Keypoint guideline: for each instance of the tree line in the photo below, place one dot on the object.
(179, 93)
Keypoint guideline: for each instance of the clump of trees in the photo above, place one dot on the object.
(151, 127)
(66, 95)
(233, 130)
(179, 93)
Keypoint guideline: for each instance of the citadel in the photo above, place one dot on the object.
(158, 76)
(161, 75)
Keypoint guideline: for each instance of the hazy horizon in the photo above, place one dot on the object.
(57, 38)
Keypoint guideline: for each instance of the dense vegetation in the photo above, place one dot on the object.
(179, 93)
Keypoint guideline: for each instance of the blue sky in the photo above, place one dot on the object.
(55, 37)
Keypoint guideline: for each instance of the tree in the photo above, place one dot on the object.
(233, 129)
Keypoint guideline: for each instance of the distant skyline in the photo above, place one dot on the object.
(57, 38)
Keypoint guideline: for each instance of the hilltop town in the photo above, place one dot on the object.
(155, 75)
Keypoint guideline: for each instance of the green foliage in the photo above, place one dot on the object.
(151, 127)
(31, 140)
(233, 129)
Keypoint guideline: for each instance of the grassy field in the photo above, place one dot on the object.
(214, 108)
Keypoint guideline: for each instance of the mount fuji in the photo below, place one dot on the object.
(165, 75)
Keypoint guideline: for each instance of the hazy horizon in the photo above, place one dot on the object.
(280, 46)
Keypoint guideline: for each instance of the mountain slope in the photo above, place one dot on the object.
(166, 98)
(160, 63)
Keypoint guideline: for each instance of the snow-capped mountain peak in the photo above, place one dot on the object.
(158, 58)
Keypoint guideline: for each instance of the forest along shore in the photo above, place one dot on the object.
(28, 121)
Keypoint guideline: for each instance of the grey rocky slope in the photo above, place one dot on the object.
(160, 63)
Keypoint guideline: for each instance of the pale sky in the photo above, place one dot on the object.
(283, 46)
*****
DIRECTIVE ▸ Lay out every line of all the items above as a numbered list, leaving out any blank lines.

SOLUTION FOR THIS PROBLEM ▸
1. Keypoint guideline: for each instance of the tree line in the photo below, place one dot on the object.
2. (179, 93)
3. Keypoint guideline: for each instance of the clump of trees in the photo above, place one dot on the object.
4. (151, 127)
5. (66, 95)
6. (233, 130)
7. (179, 93)
8. Keypoint guideline: for each instance of the citadel in the photo above, place one dot on the object.
9. (158, 76)
10. (161, 75)
11. Keypoint guideline: for each instance of the hazy horizon in the photo above, place one dot on the object.
12. (57, 38)
13. Keypoint guideline: for each instance of the dense vegetation in the photo above, place one dot on the object.
14. (179, 93)
15. Keypoint guideline: for each instance of the blue sky in the photo above, place one dot on the object.
16. (55, 37)
17. Keypoint guideline: for each instance of the tree in the photo above, place one dot on the object.
18. (233, 129)
19. Keypoint guideline: for each instance of the distant skyline in the photo above, place one dot on the object.
20. (57, 38)
21. Keypoint guideline: for each instance of the hilltop town in the photo above, place one dot on the object.
22. (155, 75)
23. Keypoint guideline: for each instance of the green foliage in the photo above, place one dot on the object.
24. (151, 127)
25. (31, 140)
26. (233, 129)
27. Keypoint guideline: for each instance of the grassy field in the photo above, place one dot on the object.
28. (214, 108)
29. Keypoint guideline: for each instance of the mount fuji in the photo below, place one dot on the object.
30. (165, 75)
31. Keypoint guideline: for each instance of the hazy horizon in the photo above, place one dot on the object.
32. (280, 46)
33. Keypoint guideline: for each instance of the mountain slope in the photo above, place one dot on the object.
34. (166, 98)
35. (160, 63)
36. Keypoint guideline: for each instance of the snow-capped mountain peak in the photo above, place one dot on the object.
37. (158, 58)
38. Keypoint guideline: for each instance of the forest along shore in the photo above, place one dot on the object.
39. (28, 121)
40. Keypoint guideline: for each instance of the grey rocky slope in the photo above, place one dot on the object.
41. (160, 63)
42. Keypoint guideline: for each instance of the pale sky in the photo above, place one dot on the object.
43. (283, 46)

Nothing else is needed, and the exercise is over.